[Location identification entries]
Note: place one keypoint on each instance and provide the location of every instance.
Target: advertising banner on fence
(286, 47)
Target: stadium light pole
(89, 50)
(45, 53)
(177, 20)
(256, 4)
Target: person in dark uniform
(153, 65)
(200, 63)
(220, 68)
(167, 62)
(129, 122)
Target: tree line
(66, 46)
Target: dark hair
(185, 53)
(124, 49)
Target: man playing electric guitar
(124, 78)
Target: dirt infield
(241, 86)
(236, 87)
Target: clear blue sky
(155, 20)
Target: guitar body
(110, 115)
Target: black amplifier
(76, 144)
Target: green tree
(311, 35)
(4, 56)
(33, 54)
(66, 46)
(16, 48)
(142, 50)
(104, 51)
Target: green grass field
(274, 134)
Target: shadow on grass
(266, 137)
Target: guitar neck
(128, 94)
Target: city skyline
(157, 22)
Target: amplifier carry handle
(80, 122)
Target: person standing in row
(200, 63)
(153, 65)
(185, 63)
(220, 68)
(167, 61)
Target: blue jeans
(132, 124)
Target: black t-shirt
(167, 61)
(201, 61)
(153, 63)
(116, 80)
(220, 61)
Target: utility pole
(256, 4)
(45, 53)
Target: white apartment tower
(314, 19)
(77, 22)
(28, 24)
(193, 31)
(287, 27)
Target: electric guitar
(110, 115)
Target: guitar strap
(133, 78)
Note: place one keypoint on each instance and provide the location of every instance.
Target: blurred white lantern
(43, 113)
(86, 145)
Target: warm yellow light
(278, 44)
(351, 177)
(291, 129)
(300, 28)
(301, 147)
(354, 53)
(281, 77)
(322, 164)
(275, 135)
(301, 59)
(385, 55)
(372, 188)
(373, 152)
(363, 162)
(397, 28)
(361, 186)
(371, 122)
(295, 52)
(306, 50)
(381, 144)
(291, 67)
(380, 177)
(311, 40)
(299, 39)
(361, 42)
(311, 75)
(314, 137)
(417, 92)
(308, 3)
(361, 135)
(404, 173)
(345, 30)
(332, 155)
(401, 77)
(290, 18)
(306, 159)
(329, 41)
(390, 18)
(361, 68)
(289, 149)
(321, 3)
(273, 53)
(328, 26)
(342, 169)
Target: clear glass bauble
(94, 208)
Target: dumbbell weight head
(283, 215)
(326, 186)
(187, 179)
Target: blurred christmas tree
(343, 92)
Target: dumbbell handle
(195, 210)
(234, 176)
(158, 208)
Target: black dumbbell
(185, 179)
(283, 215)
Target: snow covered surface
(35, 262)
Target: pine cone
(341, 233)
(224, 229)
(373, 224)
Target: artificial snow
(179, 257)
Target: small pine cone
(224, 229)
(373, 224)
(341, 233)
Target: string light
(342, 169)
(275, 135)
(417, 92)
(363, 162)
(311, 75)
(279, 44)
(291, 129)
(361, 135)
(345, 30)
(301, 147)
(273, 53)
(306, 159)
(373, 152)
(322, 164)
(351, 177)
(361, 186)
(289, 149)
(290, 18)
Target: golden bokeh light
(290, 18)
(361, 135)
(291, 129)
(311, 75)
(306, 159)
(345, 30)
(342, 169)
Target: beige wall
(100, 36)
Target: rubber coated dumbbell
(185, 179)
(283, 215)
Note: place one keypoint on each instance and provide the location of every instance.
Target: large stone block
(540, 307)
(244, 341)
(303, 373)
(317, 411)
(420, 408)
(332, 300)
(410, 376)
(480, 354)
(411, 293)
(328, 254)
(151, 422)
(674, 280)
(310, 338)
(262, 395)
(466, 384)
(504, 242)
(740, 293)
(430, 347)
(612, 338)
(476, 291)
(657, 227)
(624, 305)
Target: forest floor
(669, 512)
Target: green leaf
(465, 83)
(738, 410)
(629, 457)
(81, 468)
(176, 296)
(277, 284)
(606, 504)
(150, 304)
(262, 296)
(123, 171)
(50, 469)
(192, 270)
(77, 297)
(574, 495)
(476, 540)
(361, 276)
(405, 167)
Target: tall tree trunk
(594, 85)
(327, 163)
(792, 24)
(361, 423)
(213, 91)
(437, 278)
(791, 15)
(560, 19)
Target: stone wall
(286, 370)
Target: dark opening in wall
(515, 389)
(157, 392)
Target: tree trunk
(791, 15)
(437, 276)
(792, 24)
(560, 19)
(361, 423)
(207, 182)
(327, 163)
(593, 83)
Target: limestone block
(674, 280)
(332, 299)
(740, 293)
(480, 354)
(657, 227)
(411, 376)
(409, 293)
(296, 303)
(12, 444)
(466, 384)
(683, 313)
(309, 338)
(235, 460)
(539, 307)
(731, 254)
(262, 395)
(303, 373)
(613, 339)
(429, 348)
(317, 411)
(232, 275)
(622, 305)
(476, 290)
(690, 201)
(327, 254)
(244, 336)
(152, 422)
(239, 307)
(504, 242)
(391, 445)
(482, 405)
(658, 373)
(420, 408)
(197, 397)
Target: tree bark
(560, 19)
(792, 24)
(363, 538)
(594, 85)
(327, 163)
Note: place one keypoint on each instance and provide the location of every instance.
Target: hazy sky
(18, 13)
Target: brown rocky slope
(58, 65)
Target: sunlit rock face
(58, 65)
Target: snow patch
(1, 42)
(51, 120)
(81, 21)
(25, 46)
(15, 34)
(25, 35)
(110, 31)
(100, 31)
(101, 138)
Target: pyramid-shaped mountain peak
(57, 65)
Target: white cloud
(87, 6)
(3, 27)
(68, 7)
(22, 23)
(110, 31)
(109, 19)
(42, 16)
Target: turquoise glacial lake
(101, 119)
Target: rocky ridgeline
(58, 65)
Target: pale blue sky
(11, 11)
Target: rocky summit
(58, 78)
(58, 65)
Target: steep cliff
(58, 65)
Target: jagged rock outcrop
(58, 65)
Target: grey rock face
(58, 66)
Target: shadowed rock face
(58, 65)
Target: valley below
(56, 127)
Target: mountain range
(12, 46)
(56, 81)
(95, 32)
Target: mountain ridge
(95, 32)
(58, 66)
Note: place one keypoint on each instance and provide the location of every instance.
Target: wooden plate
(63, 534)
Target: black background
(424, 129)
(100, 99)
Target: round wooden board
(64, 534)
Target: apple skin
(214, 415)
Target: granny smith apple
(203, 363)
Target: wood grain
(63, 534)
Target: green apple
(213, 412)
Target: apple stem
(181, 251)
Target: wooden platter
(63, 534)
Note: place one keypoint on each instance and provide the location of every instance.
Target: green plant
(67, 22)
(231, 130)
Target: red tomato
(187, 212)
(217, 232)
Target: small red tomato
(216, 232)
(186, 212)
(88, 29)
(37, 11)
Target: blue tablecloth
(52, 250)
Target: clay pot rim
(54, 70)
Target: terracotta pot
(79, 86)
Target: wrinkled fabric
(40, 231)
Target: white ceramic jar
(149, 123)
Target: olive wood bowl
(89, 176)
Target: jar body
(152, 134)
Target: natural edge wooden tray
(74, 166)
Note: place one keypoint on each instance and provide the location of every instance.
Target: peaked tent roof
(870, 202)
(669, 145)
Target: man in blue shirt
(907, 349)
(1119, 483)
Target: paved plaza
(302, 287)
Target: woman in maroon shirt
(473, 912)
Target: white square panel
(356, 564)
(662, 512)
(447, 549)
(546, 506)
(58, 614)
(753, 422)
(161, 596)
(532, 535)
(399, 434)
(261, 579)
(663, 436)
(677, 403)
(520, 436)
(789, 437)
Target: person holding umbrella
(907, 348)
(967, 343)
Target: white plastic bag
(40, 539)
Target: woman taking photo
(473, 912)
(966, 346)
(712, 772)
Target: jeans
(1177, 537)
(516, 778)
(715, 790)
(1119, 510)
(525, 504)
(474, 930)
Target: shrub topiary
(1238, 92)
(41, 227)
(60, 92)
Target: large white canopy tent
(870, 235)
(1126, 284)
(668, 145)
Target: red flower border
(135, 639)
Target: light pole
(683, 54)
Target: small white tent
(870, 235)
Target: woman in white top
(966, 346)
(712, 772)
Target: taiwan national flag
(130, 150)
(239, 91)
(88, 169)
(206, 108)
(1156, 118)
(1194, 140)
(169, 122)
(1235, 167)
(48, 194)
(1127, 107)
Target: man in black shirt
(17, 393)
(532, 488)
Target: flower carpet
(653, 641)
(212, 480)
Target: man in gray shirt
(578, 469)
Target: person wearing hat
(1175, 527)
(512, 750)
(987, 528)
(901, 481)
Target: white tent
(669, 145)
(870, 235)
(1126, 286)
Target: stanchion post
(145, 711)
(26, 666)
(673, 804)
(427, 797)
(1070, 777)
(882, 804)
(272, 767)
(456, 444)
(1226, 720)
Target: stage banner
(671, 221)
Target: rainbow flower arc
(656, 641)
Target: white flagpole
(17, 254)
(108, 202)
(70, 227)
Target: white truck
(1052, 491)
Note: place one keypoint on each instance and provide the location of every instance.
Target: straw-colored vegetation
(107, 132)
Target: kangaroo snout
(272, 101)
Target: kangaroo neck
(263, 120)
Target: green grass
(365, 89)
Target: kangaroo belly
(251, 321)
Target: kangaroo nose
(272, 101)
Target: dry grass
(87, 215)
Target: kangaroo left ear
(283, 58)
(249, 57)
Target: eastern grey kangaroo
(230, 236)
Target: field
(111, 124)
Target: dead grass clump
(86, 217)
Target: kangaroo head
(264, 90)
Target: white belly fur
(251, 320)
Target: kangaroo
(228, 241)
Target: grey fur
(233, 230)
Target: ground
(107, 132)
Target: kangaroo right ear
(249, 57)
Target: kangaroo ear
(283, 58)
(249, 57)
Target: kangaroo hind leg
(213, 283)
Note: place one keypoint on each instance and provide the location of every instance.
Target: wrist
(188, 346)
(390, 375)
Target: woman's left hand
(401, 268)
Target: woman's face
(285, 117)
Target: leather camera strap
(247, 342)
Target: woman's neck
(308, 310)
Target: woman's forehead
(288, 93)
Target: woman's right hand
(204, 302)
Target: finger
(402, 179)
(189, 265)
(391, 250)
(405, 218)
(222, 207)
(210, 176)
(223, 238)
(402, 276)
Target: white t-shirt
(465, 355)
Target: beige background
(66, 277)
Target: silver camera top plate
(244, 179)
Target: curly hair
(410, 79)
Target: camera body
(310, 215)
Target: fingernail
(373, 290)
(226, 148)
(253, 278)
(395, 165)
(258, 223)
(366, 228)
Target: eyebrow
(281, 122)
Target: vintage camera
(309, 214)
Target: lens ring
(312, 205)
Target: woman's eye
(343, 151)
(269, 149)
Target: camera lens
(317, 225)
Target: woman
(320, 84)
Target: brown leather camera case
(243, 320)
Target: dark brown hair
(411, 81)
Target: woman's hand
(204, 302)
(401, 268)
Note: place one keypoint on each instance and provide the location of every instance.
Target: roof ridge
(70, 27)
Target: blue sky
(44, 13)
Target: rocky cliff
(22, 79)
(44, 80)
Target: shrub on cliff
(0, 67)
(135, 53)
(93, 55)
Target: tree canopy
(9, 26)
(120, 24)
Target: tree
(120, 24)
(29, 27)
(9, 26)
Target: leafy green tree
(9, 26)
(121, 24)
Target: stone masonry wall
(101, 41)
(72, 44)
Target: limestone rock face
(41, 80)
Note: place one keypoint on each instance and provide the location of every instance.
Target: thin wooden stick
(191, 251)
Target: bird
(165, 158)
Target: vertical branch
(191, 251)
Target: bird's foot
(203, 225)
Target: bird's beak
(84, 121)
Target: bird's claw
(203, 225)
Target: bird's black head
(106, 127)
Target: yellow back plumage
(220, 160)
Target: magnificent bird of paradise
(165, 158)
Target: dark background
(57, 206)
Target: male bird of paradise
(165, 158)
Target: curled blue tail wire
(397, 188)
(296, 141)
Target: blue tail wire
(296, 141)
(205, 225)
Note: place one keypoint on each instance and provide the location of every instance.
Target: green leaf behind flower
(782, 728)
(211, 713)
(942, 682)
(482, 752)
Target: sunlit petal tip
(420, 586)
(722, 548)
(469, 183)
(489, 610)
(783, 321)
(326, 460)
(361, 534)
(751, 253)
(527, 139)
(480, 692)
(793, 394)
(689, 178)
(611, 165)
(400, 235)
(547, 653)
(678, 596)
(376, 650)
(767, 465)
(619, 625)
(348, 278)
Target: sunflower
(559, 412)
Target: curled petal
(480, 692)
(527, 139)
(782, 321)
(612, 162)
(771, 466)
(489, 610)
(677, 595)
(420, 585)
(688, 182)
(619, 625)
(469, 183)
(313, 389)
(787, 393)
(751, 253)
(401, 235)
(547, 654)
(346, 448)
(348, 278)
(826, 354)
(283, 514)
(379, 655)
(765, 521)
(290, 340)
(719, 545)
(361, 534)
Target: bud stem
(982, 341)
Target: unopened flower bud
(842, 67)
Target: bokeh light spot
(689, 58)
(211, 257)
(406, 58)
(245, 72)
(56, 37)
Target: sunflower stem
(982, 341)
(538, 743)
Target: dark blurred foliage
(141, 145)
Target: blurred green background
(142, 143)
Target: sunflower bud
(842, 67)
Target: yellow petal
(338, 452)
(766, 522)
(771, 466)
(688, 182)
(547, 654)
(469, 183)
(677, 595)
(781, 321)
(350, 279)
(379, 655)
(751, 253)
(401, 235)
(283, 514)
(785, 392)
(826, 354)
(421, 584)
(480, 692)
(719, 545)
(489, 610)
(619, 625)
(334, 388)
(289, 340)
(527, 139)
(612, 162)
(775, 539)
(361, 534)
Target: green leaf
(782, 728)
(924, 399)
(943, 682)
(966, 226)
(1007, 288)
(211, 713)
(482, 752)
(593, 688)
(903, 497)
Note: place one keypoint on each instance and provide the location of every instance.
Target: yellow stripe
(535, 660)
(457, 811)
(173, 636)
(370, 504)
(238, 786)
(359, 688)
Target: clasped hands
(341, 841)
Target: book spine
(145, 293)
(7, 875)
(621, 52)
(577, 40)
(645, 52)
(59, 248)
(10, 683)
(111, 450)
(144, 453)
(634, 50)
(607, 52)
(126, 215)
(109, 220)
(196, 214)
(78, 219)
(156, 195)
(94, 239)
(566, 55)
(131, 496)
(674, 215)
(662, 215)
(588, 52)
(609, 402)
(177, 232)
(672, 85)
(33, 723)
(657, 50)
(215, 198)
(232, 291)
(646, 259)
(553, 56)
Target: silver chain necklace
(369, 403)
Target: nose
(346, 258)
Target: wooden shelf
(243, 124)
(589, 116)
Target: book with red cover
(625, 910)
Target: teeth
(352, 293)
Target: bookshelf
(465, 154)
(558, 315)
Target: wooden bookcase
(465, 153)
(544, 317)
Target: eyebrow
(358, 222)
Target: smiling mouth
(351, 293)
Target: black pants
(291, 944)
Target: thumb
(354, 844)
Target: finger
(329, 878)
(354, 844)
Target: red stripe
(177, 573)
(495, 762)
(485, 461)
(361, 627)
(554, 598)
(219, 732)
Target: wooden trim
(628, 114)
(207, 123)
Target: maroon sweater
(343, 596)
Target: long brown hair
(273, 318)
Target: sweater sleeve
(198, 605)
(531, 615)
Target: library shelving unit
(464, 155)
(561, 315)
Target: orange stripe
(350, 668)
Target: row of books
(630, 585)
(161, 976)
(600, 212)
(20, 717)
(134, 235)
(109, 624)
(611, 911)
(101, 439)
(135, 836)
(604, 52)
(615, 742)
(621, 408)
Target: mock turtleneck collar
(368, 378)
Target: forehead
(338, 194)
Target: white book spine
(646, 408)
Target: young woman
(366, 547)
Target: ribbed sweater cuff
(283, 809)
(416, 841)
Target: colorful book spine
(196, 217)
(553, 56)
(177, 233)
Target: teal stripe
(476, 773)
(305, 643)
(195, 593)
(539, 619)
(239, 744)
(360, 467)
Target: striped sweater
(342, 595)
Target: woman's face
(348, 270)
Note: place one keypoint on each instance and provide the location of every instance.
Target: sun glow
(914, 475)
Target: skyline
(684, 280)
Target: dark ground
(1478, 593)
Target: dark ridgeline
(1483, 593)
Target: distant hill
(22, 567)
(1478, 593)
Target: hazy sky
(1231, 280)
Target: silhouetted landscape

STATED TASK | Begin at the line containing "Target: silver chain necklace" and reproduce each line through the end of the records above.

TASK ANSWER |
Target: silver chain necklace
(369, 403)
Target: nose
(346, 258)
Target: wooden shelf
(243, 124)
(589, 116)
Target: book with red cover
(625, 910)
Target: teeth
(352, 293)
Target: bookshelf
(465, 154)
(558, 315)
Target: wooden bookcase
(465, 153)
(544, 317)
Target: eyebrow
(358, 222)
Target: smiling mouth
(351, 293)
Target: black pants
(291, 944)
Target: thumb
(354, 844)
Target: finger
(329, 878)
(354, 844)
Target: red stripe
(177, 573)
(495, 762)
(485, 461)
(361, 627)
(554, 598)
(219, 732)
Target: wooden trim
(628, 114)
(207, 123)
Target: maroon sweater
(343, 596)
Target: long brown hair
(273, 318)
Target: sweater sleeve
(198, 605)
(531, 615)
Target: library shelving unit
(464, 155)
(561, 315)
Target: orange stripe
(350, 668)
Target: row of books
(630, 585)
(161, 976)
(600, 212)
(20, 717)
(134, 235)
(109, 624)
(611, 911)
(101, 439)
(135, 836)
(604, 52)
(615, 742)
(621, 408)
Target: mock turtleneck collar
(368, 378)
Target: forehead
(338, 194)
Target: white book spine
(646, 408)
Target: young woman
(366, 547)
Target: ribbed sweater cuff
(283, 809)
(416, 841)
Target: colorful book spine
(196, 217)
(553, 56)
(177, 233)
Target: teal stripe
(476, 773)
(305, 643)
(195, 593)
(539, 619)
(239, 744)
(360, 467)
Target: striped sweater
(342, 595)
Target: woman's face
(348, 270)
Note: place one keypoint on each instance and provide the location of every instance.
Target: sun glow
(914, 475)
Target: skyline
(684, 280)
Target: dark ground
(1478, 593)
Target: dark ridgeline
(1483, 593)
Target: distant hill
(22, 567)
(1478, 593)
Target: hazy sky
(1231, 280)
Target: silhouetted landscape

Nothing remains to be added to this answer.